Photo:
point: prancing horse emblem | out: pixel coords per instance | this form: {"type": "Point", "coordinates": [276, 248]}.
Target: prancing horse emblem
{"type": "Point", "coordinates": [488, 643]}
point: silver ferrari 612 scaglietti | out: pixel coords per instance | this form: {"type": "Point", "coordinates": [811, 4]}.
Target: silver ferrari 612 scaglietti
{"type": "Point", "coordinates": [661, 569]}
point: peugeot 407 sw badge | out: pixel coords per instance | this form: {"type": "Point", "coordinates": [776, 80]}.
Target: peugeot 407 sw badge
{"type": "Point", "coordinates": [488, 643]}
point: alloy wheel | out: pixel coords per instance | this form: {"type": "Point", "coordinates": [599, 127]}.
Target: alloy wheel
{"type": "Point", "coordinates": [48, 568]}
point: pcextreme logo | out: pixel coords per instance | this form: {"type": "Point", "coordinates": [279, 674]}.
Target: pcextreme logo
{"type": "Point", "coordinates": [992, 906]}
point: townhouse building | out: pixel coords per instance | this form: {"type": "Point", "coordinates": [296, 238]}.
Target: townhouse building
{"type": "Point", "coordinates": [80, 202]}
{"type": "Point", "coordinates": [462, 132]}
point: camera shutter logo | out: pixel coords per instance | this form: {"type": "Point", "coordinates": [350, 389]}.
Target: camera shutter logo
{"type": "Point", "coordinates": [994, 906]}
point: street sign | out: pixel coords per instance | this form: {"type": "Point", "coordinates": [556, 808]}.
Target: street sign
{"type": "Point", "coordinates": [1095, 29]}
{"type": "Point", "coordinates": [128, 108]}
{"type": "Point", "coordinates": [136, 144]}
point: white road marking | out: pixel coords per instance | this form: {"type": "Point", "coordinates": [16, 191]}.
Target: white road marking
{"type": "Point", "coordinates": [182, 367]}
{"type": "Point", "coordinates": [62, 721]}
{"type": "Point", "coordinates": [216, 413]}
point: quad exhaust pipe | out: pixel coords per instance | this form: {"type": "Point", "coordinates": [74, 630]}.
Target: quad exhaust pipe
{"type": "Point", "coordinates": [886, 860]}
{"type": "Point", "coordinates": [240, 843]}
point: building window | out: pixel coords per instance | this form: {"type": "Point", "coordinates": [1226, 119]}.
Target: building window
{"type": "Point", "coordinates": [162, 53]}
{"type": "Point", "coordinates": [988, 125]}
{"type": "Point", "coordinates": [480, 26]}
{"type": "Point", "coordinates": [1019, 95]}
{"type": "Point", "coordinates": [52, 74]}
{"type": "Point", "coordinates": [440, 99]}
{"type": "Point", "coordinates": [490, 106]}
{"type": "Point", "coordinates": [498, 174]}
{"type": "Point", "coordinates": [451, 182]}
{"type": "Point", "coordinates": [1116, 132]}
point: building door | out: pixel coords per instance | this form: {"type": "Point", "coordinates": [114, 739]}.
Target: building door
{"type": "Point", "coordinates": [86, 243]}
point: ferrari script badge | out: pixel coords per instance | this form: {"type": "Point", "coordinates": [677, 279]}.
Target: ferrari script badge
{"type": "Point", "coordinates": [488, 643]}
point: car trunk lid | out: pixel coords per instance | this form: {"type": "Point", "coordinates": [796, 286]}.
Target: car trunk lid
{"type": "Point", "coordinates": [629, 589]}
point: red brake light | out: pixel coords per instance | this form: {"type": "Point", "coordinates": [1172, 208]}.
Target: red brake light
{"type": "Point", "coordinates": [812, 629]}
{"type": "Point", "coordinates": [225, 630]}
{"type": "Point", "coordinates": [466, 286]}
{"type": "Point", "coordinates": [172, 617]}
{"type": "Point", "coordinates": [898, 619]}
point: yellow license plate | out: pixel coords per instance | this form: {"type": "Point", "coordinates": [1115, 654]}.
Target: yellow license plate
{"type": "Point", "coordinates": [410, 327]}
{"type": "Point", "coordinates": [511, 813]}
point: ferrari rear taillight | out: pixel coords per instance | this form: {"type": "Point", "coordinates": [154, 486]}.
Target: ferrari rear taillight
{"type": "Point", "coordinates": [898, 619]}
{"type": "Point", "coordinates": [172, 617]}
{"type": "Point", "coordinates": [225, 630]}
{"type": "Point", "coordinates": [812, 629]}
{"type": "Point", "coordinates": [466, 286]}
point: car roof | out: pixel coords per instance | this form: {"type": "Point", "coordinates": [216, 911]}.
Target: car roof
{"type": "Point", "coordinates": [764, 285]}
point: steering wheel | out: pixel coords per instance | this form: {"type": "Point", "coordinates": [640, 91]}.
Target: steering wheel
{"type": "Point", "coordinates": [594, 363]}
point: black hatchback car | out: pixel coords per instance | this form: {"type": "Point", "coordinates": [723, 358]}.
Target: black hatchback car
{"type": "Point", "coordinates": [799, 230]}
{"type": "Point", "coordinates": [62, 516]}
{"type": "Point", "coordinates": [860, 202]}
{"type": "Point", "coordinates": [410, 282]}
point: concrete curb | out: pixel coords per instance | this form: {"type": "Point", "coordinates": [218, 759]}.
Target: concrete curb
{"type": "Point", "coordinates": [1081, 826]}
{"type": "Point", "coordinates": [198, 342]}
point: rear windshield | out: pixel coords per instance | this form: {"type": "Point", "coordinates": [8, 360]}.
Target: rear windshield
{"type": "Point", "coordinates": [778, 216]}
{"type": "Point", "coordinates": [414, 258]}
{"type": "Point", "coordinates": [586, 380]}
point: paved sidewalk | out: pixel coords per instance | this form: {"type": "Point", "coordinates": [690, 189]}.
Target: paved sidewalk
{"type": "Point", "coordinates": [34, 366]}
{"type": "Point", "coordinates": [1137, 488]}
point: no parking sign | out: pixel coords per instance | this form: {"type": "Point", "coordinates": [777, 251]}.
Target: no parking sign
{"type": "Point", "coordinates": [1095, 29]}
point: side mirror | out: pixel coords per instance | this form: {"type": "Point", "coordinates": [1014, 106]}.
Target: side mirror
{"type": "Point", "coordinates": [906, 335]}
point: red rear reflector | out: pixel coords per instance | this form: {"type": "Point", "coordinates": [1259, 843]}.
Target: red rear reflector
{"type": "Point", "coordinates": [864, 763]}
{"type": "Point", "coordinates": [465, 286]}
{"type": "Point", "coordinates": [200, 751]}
——————————
**PROBLEM DESCRIPTION**
Reproduce the data above word for word, from the line containing "point: car roof" through the last line of the data.

**RESULT FOR THIS EXERCISE**
point: car roof | out: pixel coords per instance | this form: {"type": "Point", "coordinates": [216, 911]}.
Target: car roof
{"type": "Point", "coordinates": [764, 285]}
point: steering wheel | out: pixel coords per instance | this form: {"type": "Point", "coordinates": [640, 91]}.
Target: steering wheel
{"type": "Point", "coordinates": [594, 363]}
point: black hatchback car | out: pixel coords per instance | this form: {"type": "Point", "coordinates": [723, 358]}.
Target: black hatchback car
{"type": "Point", "coordinates": [799, 230]}
{"type": "Point", "coordinates": [62, 516]}
{"type": "Point", "coordinates": [860, 202]}
{"type": "Point", "coordinates": [410, 282]}
point: concrete curb | out: pixel coords per instance | this form: {"type": "Point", "coordinates": [218, 759]}.
Target: concrete curb
{"type": "Point", "coordinates": [1081, 826]}
{"type": "Point", "coordinates": [198, 342]}
point: rear windshield | out: pixel coords per instance | this form: {"type": "Point", "coordinates": [8, 360]}.
Target: rear windshield
{"type": "Point", "coordinates": [778, 216]}
{"type": "Point", "coordinates": [414, 258]}
{"type": "Point", "coordinates": [586, 380]}
point: paved sidewalk | out: pixel coords per instance | this form: {"type": "Point", "coordinates": [690, 189]}.
Target: paved sidewalk
{"type": "Point", "coordinates": [34, 366]}
{"type": "Point", "coordinates": [1137, 488]}
point: no parking sign | out: pixel coords per instance | this form: {"type": "Point", "coordinates": [777, 251]}.
Target: no parking sign
{"type": "Point", "coordinates": [1095, 29]}
point: side mirror | out: pixel coords per instance | this form: {"type": "Point", "coordinates": [1014, 106]}.
Target: side mirror
{"type": "Point", "coordinates": [906, 335]}
point: red rear reflector | out: pixel coords per instance | this form: {"type": "Point", "coordinates": [1259, 843]}.
Target: red rear reflector
{"type": "Point", "coordinates": [864, 763]}
{"type": "Point", "coordinates": [465, 286]}
{"type": "Point", "coordinates": [200, 751]}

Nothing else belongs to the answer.